[MATERIAL SUPPLIED start]

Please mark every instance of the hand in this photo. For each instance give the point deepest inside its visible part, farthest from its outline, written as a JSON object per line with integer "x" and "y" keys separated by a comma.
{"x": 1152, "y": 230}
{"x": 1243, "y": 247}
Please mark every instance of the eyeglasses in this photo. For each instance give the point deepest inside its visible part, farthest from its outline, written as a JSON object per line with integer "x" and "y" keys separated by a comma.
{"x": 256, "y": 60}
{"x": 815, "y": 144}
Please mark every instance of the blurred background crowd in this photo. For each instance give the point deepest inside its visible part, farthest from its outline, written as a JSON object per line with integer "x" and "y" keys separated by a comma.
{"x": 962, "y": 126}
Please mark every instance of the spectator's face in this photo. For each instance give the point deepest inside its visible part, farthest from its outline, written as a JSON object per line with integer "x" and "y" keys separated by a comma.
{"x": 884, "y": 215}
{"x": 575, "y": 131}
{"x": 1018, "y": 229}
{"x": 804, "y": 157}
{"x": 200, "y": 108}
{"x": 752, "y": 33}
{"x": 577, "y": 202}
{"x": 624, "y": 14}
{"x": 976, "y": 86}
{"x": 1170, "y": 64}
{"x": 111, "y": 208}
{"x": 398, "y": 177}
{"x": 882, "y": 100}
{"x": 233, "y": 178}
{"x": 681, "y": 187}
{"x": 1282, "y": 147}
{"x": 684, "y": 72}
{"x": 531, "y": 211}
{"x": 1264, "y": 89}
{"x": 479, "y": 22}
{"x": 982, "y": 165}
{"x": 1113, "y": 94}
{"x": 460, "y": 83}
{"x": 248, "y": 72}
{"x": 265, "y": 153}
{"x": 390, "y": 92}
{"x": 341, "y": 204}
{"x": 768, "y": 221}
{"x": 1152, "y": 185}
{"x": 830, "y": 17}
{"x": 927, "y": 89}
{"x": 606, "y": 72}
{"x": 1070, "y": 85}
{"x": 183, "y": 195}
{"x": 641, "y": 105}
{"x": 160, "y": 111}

[MATERIAL SUPPLIED end]

### WHAT TO PRODUCE
Copy out every line of the records above word for word, with nothing changed.

### WRITTEN RESPONSE
Please mark every instance of the hand in this photo. For each instance give the point deepest inside its visible part, farthest from its outline, written as a JSON object per line with integer "x" and "y" keys separated by a comma.
{"x": 1152, "y": 230}
{"x": 1243, "y": 247}
Please mark every instance of the eyeglasses in this photo. For each instance give the point deepest inside its visible part, farthest from its outline, written as a JSON object per line with integer "x" and "y" keys separated by a comma.
{"x": 256, "y": 60}
{"x": 815, "y": 144}
Please mark every instance of the blurred background crowd in this photo. For each instance give the point deepest inside its visible part, farthest from its outline, written as a JSON object per line with integer "x" and "y" keys separated by a comma.
{"x": 962, "y": 126}
Please mark every instance of the spectator's face in this photo. For each instance give the point deepest inside its visible part, farthest from its outline, written as a JSON object per line with integer "x" and "y" keys separated by a comma.
{"x": 884, "y": 215}
{"x": 575, "y": 131}
{"x": 1018, "y": 229}
{"x": 804, "y": 157}
{"x": 200, "y": 108}
{"x": 752, "y": 33}
{"x": 577, "y": 202}
{"x": 624, "y": 14}
{"x": 976, "y": 86}
{"x": 1170, "y": 64}
{"x": 111, "y": 208}
{"x": 398, "y": 177}
{"x": 882, "y": 100}
{"x": 233, "y": 178}
{"x": 681, "y": 187}
{"x": 1282, "y": 147}
{"x": 684, "y": 72}
{"x": 531, "y": 211}
{"x": 1264, "y": 89}
{"x": 479, "y": 22}
{"x": 982, "y": 165}
{"x": 1113, "y": 94}
{"x": 460, "y": 83}
{"x": 248, "y": 72}
{"x": 265, "y": 153}
{"x": 390, "y": 92}
{"x": 341, "y": 204}
{"x": 768, "y": 221}
{"x": 1152, "y": 185}
{"x": 830, "y": 17}
{"x": 927, "y": 89}
{"x": 606, "y": 72}
{"x": 1070, "y": 85}
{"x": 183, "y": 195}
{"x": 641, "y": 105}
{"x": 160, "y": 111}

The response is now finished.